> **Annotation dataset entries**:

-=-=-

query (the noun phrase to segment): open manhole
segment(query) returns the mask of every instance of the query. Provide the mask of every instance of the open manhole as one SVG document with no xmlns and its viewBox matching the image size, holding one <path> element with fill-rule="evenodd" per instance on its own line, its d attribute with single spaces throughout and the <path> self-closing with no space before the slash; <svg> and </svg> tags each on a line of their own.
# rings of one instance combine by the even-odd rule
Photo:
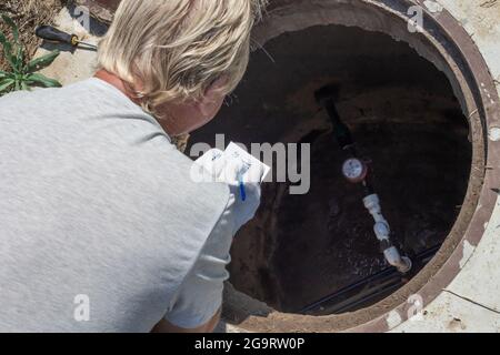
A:
<svg viewBox="0 0 500 355">
<path fill-rule="evenodd" d="M 119 2 L 79 1 L 103 20 Z M 263 48 L 191 143 L 218 145 L 217 134 L 247 146 L 309 143 L 310 189 L 263 185 L 231 252 L 224 320 L 242 331 L 387 331 L 409 317 L 409 300 L 436 298 L 482 236 L 499 182 L 487 169 L 500 154 L 487 134 L 499 124 L 494 84 L 463 29 L 424 1 L 270 3 L 254 31 Z M 380 253 L 362 191 L 342 178 L 344 152 L 314 101 L 326 84 L 338 88 L 340 116 L 370 161 L 393 243 L 413 260 L 404 276 Z"/>
<path fill-rule="evenodd" d="M 224 132 L 247 146 L 311 144 L 309 192 L 266 184 L 257 219 L 232 250 L 232 285 L 282 312 L 299 313 L 388 267 L 363 191 L 342 176 L 346 152 L 314 101 L 314 91 L 331 82 L 360 156 L 372 162 L 373 187 L 404 254 L 442 244 L 469 184 L 467 118 L 446 75 L 407 43 L 334 24 L 270 40 L 252 57 L 233 104 L 194 140 Z M 328 306 L 336 308 L 326 303 L 314 313 L 333 312 Z"/>
<path fill-rule="evenodd" d="M 274 4 L 243 83 L 193 142 L 223 133 L 248 148 L 310 143 L 310 190 L 264 184 L 232 248 L 224 315 L 251 331 L 344 329 L 404 303 L 452 255 L 478 206 L 483 126 L 469 78 L 441 43 L 381 3 Z M 341 174 L 346 154 L 314 101 L 326 84 L 338 88 L 339 114 L 371 162 L 393 242 L 413 260 L 407 275 L 384 261 L 363 192 Z"/>
</svg>

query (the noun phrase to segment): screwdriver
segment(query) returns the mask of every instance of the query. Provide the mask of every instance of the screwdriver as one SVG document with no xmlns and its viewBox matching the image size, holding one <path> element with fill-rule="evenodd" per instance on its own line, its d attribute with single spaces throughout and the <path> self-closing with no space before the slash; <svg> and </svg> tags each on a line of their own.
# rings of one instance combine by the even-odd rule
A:
<svg viewBox="0 0 500 355">
<path fill-rule="evenodd" d="M 51 26 L 39 26 L 37 30 L 34 30 L 34 34 L 49 42 L 66 43 L 72 47 L 83 44 L 94 50 L 98 49 L 94 44 L 80 41 L 77 34 L 62 32 L 61 30 L 58 30 L 57 28 Z"/>
</svg>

-=-=-

> **Directions for this task**: Copy out all of the entries above exactly, leaving out the pictures.

> **Solution to the exercise**:
query (the noun phrase to segment): open manhole
segment(query) returns the mask of every instance of the query. Provide the mask of every instance of the open manhole as one SVG document with no xmlns and its viewBox matching the image size, holding one <path> element with fill-rule="evenodd" per instance on its own line, its d attribute with single spaces throughout and the <path> self-closing with no space before the slash; <svg> and </svg> tags each on a line of their own.
# rings of one instance combine by the even-odd rule
Photo:
A:
<svg viewBox="0 0 500 355">
<path fill-rule="evenodd" d="M 119 2 L 79 1 L 103 20 Z M 263 48 L 191 143 L 218 145 L 217 134 L 247 146 L 309 143 L 310 189 L 263 185 L 231 252 L 224 320 L 242 331 L 387 331 L 409 317 L 409 300 L 436 298 L 482 236 L 499 182 L 487 169 L 500 154 L 487 134 L 499 124 L 494 84 L 463 29 L 424 1 L 270 3 L 254 31 Z M 380 253 L 362 191 L 342 178 L 344 152 L 314 101 L 326 84 L 338 88 L 340 116 L 370 161 L 393 243 L 413 260 L 404 276 Z"/>
<path fill-rule="evenodd" d="M 224 132 L 247 146 L 311 144 L 309 192 L 266 184 L 257 219 L 232 250 L 232 285 L 282 312 L 299 313 L 388 267 L 363 191 L 342 176 L 346 152 L 314 101 L 314 91 L 331 82 L 360 156 L 372 162 L 373 187 L 404 254 L 442 244 L 469 184 L 467 118 L 446 75 L 407 43 L 334 24 L 270 40 L 252 57 L 233 104 L 194 140 Z M 328 306 L 336 308 L 326 303 L 314 313 L 333 312 Z"/>
<path fill-rule="evenodd" d="M 274 4 L 243 83 L 193 142 L 223 133 L 248 148 L 310 143 L 310 190 L 264 184 L 232 248 L 224 315 L 251 331 L 344 329 L 404 303 L 452 255 L 478 206 L 483 126 L 469 78 L 441 43 L 381 3 Z M 341 174 L 346 154 L 314 101 L 326 84 L 338 88 L 339 114 L 371 162 L 393 242 L 413 260 L 407 275 L 384 261 L 363 192 Z"/>
</svg>

query (the noun phrase to segment): screwdriver
segment(query) returns the mask of every instance of the query. Provide the mask of every instance of the screwdriver as one SVG document with no xmlns and its viewBox matching the image size, holding one <path> element with fill-rule="evenodd" per instance on its own line, its d attribute with single spaces throughout and the <path> self-closing with no space before the slash; <svg> and </svg> tags each on a line of their own.
# rings of one instance combine by the even-odd rule
A:
<svg viewBox="0 0 500 355">
<path fill-rule="evenodd" d="M 51 26 L 39 26 L 37 30 L 34 30 L 34 34 L 49 42 L 66 43 L 72 47 L 83 44 L 94 50 L 98 49 L 94 44 L 80 41 L 77 34 L 62 32 L 61 30 L 58 30 L 57 28 Z"/>
</svg>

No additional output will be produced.